Focus on running a bereavement support group
As the facilitator of a Bereavement Support Group you make a real difference to the lives of bereaved people. You are not a counsellor, but are there to create a safe environment where bereaved people can come together and share their thoughts and feelings with others who can support them on their grief journey.
Lucy is a Facilitator for a bereavement support group that Rosedale runs in Beccles and Bungay.
“I joined Rosedale as a Funeral Administrator five years ago and very quickly decided that I wanted to do more to support the bereaved families that we care for and I find my job incredibly rewarding. Some of our groups run during the day and some during the evening, to ensure that we are accessible to everyone that may need support.”
“Each group runs for an 8 week period following a set programme which includes discussions, memory work and watching DVD’s. We try to run 2-3 groups a year according to the demand locally. When a group finishes, I also co-ordinate a friendship group where there is an opportunity to meet together once a month, and I organise activities such as a Walk of Remembrance or Christmas wreath making workshop or it could be something that particularly resonates with the group and we might end up having an evening getting instruction on basic car maintenance or sharing recipes and ideas on cooking for one.”
“In addition to running the groups, my work has involved finding out about other organisations that we can signpost families to for specialist support such as the Suicide Support Group or Cruse. One that has become very special to me is Nelsons Journey, who support bereaved children and I now also volunteer my services at the therapeutic weekends for children and young people.”
“Obviously to do what we do, you need to be a naturally caring and kind person and we all undergo a check on our background and also need to be First Aid trained. There are lots of skills that you need to utilise, obvious ones being confidentiality, listening, communicating effectively, managing a group of people and empathising, but you also need to be good at planning, preparation and record keeping. It is demanding work and you need to be sure to look after yourself as well, but there is provision in place for me to seek help if I need it.”
“I was given really good training and families provide me with positive feedback and I know that they really appreciate the work that I do to help them along their journey through grief.”

* EXERCISE SET
1. Answer these about the bereavement support group text:
(a) How long does each group run?
(b) Which organization that supports bereaved children has become very special to Lucy?
(c) Besides a background check, what training do facilitators need?
2. Could you repeat, word for word, the passage of the bereavement support group text from "Focus on running" up to and including "Beccles and Bungay."?

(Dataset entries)

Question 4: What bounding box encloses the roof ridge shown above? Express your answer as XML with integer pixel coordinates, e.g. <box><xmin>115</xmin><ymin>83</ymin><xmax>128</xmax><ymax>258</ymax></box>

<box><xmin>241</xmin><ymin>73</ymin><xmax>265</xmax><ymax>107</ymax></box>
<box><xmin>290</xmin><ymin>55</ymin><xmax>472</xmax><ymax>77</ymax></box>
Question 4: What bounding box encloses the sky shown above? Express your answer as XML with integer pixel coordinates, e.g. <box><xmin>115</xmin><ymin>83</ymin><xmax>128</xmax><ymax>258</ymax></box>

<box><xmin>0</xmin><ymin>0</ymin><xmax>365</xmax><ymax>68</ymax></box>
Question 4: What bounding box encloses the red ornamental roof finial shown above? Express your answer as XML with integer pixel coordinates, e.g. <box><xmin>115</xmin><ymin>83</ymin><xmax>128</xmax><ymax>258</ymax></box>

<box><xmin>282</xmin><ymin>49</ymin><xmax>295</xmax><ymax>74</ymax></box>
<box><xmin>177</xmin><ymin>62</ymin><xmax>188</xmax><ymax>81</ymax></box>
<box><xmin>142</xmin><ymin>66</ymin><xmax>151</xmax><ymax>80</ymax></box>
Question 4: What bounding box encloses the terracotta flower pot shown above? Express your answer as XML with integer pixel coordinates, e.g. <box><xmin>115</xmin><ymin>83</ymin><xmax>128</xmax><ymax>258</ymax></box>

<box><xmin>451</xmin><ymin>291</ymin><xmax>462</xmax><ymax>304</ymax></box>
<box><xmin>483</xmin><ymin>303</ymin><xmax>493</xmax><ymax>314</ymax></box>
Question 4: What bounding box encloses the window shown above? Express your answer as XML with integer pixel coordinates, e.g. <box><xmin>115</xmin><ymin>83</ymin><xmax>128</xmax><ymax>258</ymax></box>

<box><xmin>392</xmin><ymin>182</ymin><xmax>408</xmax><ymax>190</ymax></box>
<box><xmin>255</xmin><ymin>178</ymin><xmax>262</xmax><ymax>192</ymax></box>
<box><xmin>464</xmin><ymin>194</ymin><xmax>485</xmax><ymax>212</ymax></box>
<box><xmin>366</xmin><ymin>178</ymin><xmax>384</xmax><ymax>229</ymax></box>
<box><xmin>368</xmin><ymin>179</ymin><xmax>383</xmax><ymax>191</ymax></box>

* TASK RESPONSES
1.
(a) 8 weeks
(b) Nelsons Journey
(c) First Aid training

2.
Focus on running a bereavement support group
As the facilitator of a Bereavement Support Group you make a real difference to the lives of bereaved people. You are not a counsellor, but are there to create a safe environment where bereaved people can come together and share their thoughts and feelings with others who can support them on their grief journey.
Lucy is a Facilitator for a bereavement support group that Rosedale runs in Beccles and Bungay.